=== Document ===

The 24 drivers DR1 to DR 24 are cascaded via data lines so that one line of imprint data can be sent into the drivers R 1 to R 24 by shifting print data DATA0 DATA7 from one driver to the following driver. The drivers DR1 to DR 24 include switches SW1 to SW 1536 (see Fig. 4) for controlling the operation of electrically energizing the thermal head heaters R 1 to R 1536. As noted above, although the switches are shown schematically as mechanical switches it is preferred to have the switches be controlled using transistors.
Terminals through which print data DATA0 through DATA7 are supplied maybe respectively connected to a ground terminal GNDL via pull-down resistors PR0 to PR7.

=== Stored records ===

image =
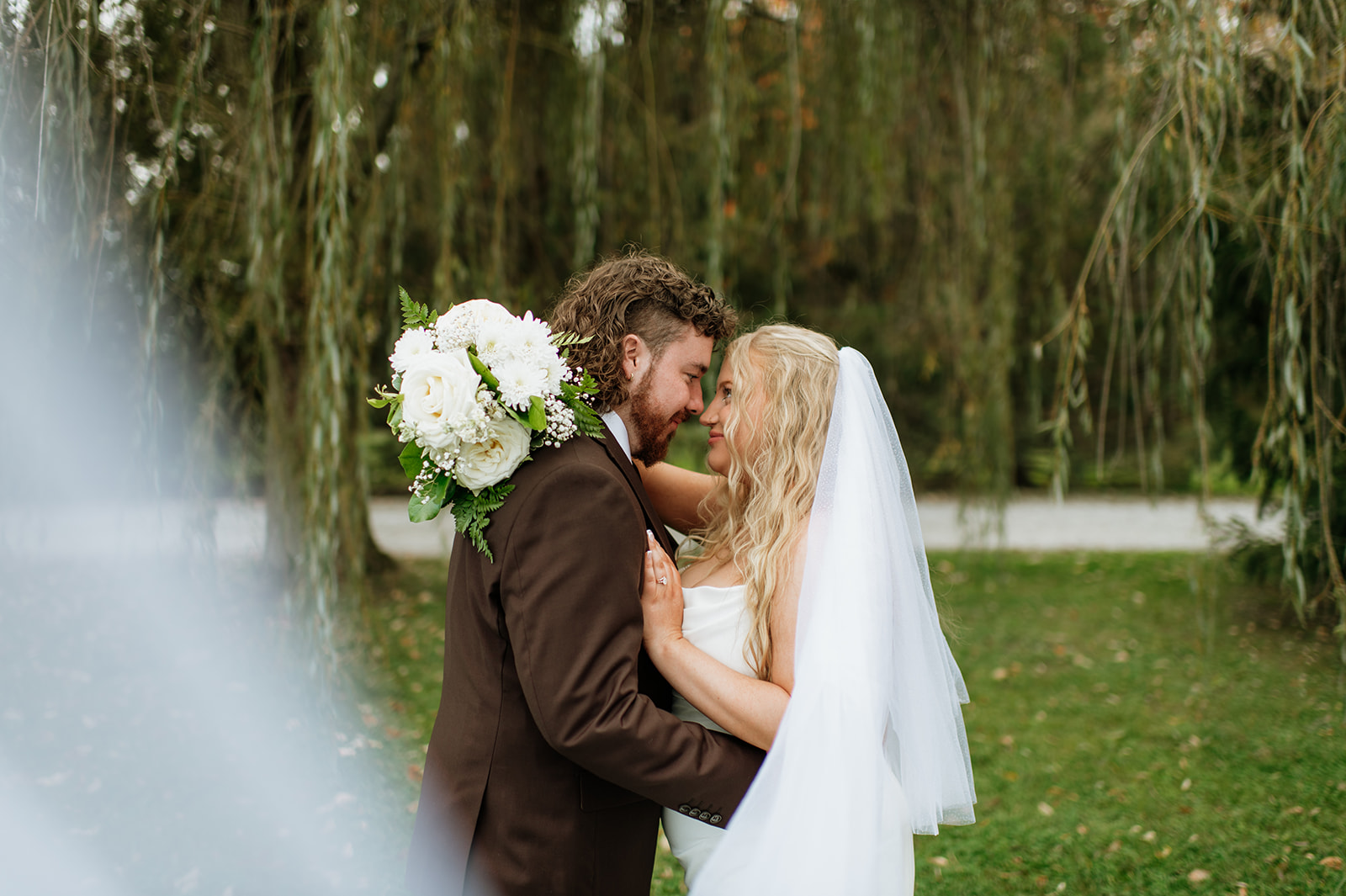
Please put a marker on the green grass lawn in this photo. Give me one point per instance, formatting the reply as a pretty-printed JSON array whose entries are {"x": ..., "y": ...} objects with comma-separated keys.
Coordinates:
[{"x": 1139, "y": 724}]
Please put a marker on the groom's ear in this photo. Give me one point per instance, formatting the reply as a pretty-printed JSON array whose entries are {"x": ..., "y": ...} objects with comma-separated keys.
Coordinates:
[{"x": 636, "y": 355}]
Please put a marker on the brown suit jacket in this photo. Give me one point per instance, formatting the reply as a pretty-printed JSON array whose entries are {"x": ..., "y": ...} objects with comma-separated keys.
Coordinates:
[{"x": 554, "y": 751}]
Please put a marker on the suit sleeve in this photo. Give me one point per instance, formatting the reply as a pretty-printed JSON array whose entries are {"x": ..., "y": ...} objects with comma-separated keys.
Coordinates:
[{"x": 570, "y": 590}]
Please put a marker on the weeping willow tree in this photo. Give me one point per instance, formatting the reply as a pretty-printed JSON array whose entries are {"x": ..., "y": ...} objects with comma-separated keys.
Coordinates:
[
  {"x": 924, "y": 179},
  {"x": 1231, "y": 202}
]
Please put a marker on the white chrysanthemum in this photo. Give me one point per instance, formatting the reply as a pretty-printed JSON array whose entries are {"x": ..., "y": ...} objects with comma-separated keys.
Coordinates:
[
  {"x": 520, "y": 381},
  {"x": 410, "y": 346},
  {"x": 556, "y": 370},
  {"x": 533, "y": 337},
  {"x": 498, "y": 342},
  {"x": 458, "y": 327}
]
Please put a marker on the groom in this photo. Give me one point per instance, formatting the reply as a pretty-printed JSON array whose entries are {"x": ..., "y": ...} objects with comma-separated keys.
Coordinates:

===

## Given problem 1:
From the thermal head passage, extract the words between "Terminals through which" and "PR0 to PR7.", inclusive.
## Given problem 2:
Answer these questions from the thermal head passage:
(a) How many drivers are cascaded via data lines?
(b) Through what are the print data terminals connected to the ground terminal GNDL?
(c) What does the passage say is preferred for controlling the switches?
## Given problem 3:
Name each kind of component in the thermal head passage that is identified by a range of reference labels, and give its range.

## Answer 1:
Terminals through which print data DATA0 through DATA7 are supplied maybe respectively connected to a ground terminal GNDL via pull-down resistors PR0 to PR7.

## Answer 2:
(a) 24 drivers, DR1 to DR 24.
(b) Through pull-down resistors PR0 to PR7.
(c) Controlling them with transistors.

## Answer 3:
Drivers: DR1 to DR 24
Switches: SW1 to SW 1536
Thermal head heaters: R 1 to R 1536
Pull-down resistors: PR0 to PR7